**OBJECTIVE**
In the records below, find the line containing "Please locate the embroidered", then extract that line and all subsequent lines exactly, leaving out everything else.

**RECORDS PROVIDED**
▬▬▬▬▬▬
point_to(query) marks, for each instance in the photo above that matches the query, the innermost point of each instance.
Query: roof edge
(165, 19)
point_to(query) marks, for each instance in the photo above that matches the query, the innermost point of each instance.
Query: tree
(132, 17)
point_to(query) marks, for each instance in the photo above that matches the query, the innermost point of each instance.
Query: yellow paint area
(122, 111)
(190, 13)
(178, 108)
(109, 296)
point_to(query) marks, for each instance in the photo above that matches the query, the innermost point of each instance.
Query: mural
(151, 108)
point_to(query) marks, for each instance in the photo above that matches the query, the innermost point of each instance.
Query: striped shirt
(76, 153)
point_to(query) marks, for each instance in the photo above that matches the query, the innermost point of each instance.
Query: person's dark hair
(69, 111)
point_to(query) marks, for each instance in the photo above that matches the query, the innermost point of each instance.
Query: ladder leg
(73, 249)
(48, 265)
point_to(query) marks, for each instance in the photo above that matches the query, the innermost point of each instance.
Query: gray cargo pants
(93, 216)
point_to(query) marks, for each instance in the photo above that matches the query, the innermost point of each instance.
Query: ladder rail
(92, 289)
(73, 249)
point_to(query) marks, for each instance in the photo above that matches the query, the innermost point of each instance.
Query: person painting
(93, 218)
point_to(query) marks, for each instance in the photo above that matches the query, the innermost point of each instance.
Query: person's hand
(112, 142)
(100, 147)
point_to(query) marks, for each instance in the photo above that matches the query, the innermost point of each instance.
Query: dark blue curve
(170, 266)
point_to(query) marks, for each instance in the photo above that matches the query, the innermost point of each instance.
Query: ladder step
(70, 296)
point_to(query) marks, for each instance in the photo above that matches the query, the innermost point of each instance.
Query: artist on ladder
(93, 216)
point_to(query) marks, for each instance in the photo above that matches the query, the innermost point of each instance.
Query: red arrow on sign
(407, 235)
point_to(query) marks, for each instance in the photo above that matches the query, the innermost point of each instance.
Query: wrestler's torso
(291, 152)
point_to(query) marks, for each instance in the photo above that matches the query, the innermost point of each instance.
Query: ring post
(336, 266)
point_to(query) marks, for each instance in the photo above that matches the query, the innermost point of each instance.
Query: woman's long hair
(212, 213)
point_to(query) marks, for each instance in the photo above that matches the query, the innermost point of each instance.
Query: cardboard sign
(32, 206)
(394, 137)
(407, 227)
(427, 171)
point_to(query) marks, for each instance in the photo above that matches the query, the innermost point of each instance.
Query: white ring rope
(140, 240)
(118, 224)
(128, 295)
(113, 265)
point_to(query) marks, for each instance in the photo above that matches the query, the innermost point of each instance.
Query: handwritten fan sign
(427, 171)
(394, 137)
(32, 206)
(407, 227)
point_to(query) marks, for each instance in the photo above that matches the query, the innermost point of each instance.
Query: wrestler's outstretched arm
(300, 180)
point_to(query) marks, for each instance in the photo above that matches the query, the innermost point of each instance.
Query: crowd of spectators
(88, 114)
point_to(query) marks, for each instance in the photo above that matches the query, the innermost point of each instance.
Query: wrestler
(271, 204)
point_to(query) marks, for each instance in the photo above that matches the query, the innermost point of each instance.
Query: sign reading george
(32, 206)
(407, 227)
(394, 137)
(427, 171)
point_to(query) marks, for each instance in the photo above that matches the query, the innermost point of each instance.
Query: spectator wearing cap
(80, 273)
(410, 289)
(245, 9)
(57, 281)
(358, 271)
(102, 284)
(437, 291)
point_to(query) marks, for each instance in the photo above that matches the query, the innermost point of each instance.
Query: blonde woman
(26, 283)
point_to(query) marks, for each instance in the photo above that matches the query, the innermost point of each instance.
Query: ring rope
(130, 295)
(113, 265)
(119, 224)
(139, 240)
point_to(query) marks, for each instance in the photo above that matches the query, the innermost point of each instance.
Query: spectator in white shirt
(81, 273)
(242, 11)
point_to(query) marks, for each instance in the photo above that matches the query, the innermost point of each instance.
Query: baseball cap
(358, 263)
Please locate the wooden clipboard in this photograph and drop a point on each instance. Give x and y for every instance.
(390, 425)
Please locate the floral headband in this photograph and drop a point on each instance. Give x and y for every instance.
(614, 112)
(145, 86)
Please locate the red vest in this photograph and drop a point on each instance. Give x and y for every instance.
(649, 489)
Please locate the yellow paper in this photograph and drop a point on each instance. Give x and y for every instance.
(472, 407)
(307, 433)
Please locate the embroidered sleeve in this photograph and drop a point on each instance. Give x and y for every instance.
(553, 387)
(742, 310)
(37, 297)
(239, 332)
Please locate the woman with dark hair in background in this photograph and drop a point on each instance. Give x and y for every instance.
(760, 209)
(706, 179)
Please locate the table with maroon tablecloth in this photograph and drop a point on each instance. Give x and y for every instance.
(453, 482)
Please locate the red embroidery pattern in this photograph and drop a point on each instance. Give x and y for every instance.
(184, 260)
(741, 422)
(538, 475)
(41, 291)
▬▬▬▬▬▬
**SOLVED PROBLEM**
Please locate the embroidered sleeve in this photograph and drop a point on each instance. Give x and y for every instance.
(553, 387)
(742, 310)
(37, 297)
(239, 332)
Please locate the woman with dark hair in background in this photograph and drop a point on each instance. Give x and y for every instance.
(760, 209)
(706, 179)
Please locate the table with maroon tablecloth in this photograph and drop a point on each instance. Give x and y for every instance.
(453, 482)
Please locate the red embroidery pattern in this photograph and drop a point on each instance. Give x and y for every instance.
(184, 260)
(741, 422)
(538, 475)
(41, 291)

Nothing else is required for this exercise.